• Consignes:
a) D'après le texte sur les vautours d'Aste-Béon, où se trouve la première usine d'équarrissage ?
b) Pourriez-vous poursuivre le texte sur les vautours d'Aste-Béon à partir de sa dernière phrase ?

── Extrait du texte

Ils n'ont pas eu à chercher loin : Aste-Béon se trouve dans le périmètre de la réserve naturelle nationale de la vallée d'Ossau, sanctuaire de la plus grande colonie française de vautours fauves.
Et il est passé le temps où, dans les années 60-70, ce vautour, persécuté comme un oiseau de malheur, était menacé de disparition.
Il y avait en 2007 dans les seules Pyrénées françaises près de 600 couples de ce remarquable planeur de plus de deux mètres d'envergure, à la tête couverte de duvet blanc, à la collerette blanchâtre, au plumage fauve qui lui vaut son nom.
C'est donc naturellement que les quatorze éleveurs du groupement pastoral d'Aste-Béon ont pensé au volatile nécrophage, qui se nourrit presque exclusivement de cadavres, pour se faciliter la tâche.
Avec la commune, l'Etat et le parc national des Pyrénées, ils viennent d'installer une "placette d'équarrissage", un enclos où déposer leurs bêtes mortes. Un grillage de deux mètres de haut soutenu par des pieux empêchera d'autres opportunistes que le vautour de venir se servir.
En l'absence d'un tel emplacement, les éleveurs sont tenus par la réglementation de faire enlever leur bétail mort.
Cela "peut prendre plusieurs jours s'ils (les équarrisseurs) ne sont pas dans la vallée" dit Patrick Pujalet, président du groupement pastoral. La première usine d'équarrissage est à Agen, à presque trois cents kilomètres et trois heures de route.
La nouvelle placette, elle, est à un quart d'heure. Et les vautours ne sont pas très loin. "Juste au-dessus", dit le maire Augustin Médevielle, en parlant des falaises et éboulis calcaires qui surplombent la vallée et où nichent les vautours.
Sans placette, "on fait 250 kilomètres avec un camion pour venir chercher la brebis morte, on va la faire cramer avec du pétrole alors qu'aujourd'hui, on est aux économies d'énergie, et cette même brebis, donnée aux vautours, en un quart d'heure il ne reste plus rien, et gratuitement" dit le maire.
Le vautour fauve accomplira le gros de la tâche ; les deux autres nécrophages volants présents, le vautour percnoptère et le gypaète barbu, beaucoup plus rares, pourront achever le travail.
Le vautour a la particularité de constituer un "cul-de-sac épidémiologique", disent les spécialistes. L'extrême acidité de son estomac tue les éléments pathogènes qu'un dépôt sauvage de carcasse répandrait dans la nature.

────
── Données

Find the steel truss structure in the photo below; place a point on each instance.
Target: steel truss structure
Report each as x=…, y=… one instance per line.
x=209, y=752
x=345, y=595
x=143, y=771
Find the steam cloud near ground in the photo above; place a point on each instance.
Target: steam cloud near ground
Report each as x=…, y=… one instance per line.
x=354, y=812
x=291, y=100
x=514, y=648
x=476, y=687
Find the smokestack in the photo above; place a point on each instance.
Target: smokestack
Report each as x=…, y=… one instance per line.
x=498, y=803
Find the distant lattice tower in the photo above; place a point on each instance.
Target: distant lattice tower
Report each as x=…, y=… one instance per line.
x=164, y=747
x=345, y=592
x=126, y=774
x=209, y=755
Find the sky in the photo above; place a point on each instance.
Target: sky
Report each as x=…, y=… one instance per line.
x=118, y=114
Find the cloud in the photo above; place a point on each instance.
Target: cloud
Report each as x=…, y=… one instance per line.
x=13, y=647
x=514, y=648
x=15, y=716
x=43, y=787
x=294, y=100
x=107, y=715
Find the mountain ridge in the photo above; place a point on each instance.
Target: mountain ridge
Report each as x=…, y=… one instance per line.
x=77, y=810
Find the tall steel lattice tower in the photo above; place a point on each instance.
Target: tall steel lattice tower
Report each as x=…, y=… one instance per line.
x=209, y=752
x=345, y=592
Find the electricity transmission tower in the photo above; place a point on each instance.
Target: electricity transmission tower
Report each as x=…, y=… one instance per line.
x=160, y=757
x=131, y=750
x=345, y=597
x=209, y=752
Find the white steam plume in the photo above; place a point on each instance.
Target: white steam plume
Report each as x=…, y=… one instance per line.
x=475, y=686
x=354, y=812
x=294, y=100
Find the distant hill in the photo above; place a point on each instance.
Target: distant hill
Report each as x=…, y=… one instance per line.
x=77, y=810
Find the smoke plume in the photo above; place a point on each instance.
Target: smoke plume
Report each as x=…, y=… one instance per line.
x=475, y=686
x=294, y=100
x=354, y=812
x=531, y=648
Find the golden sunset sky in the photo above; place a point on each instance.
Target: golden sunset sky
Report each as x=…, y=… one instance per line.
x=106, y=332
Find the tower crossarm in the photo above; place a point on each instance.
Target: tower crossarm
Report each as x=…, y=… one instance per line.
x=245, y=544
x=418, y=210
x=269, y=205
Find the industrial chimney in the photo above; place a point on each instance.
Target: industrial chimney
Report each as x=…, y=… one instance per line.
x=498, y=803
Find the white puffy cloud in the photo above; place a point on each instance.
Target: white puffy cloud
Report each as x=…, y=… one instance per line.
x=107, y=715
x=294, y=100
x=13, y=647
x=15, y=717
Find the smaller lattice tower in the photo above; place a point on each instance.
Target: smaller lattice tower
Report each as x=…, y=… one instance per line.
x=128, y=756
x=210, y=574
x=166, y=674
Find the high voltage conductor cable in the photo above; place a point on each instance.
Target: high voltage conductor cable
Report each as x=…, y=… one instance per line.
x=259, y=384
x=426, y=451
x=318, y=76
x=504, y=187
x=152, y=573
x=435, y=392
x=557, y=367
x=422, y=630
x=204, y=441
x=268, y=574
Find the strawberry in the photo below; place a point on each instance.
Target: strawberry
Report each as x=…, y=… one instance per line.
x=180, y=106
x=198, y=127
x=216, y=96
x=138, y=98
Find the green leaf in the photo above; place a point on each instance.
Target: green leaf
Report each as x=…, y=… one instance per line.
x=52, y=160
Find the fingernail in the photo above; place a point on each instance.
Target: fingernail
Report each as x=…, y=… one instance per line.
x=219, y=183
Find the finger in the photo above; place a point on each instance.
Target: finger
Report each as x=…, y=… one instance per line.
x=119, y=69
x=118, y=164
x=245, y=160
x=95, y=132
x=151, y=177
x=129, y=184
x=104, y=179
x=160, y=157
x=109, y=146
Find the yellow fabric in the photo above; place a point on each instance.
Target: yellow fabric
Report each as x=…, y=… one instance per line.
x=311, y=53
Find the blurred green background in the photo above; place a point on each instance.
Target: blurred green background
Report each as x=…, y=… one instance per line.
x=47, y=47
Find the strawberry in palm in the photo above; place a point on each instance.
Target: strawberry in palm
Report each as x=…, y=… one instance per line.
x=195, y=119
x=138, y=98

────

• Réponses fournies:
a) À Agen, à presque trois cents kilomètres et trois heures de route.

b)
Il ne s'agit surtout pas de nourrir les vautours, insistent tous les partenaires. Ils sont certes protégés, mais ils n'ont plus besoin de ces charniers qu'on mettait autrefois en place pour augmenter leur population. Aucune carcasse ne sera déposée dans la placette en mai pour ne pas donner de mauvaises habitudes aux petits dans leur période de nourrissage.
Il s'agit plutôt de restaurer un lien naturel entre deux utilisateurs de la montagne depuis des temps immémoriaux : le berger et le vautour, explique en substance le sous-préfet, Jean-Michel Delvert.
C'est à ce même titre que des placettes d'équarrissage ont été maintenues dans les Cévennes par exemple, où elles avaient été initialement installées pour alimenter le vautour lors de sa réintroduction après avoir complètement disparu des Grands Causses.
Dans un massif pyrénéen où les éleveurs ont du mal à cohabiter avec l'ours, la coexistence n'a pas toujours été facile avec le vautour. Le président du groupement pastoral d'Aste-Béon se rappelle que, quand les charniers à ciel ouvert ont été fermés à cause de la maladie de la vache folle du côté espagnol de la frontière, des vautours ont pu venir s'en prendre de ce côté-ci à des bêtes affaiblies. Il est favorable à cette relation entre le berger et le vautour, pour autant que les effectifs du vautour n'augmentent pas.
Le sous-préfet évoque un "ressenti", aussi parce que le vautour, de plus en plus familier de l'homme, se rapproche des exploitations.
La placette d'Aste-Béon sera expérimentale pendant un an. Mais on est là, dit Philippe Serre, de la Ligue pour la protection des oiseaux, devant "un exemple flagrant du bénéfice induit de la présence du vautour" et c'est "gagnant-gagnant pour l'éleveur".